◆ Work order ◆
Filter these entries, keeping only lines that hold the word "given".

◆ Data to use ◆
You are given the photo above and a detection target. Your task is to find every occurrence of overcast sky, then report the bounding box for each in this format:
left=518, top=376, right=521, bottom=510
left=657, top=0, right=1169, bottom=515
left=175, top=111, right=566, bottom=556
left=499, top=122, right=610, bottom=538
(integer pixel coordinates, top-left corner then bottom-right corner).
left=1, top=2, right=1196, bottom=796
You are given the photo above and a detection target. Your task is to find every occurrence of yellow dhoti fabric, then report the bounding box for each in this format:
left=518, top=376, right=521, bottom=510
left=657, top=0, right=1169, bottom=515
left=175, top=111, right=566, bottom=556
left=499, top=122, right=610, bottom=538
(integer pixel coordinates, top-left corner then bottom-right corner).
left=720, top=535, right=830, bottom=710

◆ Response box ◆
You are given the photo above and a detection target. Your task is to find every occurrence of overcast sky, then report the bounding box for each in this format:
You are given the photo above and a detection target. Your task is to find every occurrence of yellow dhoti fabric, then report the bounding box for each in this format:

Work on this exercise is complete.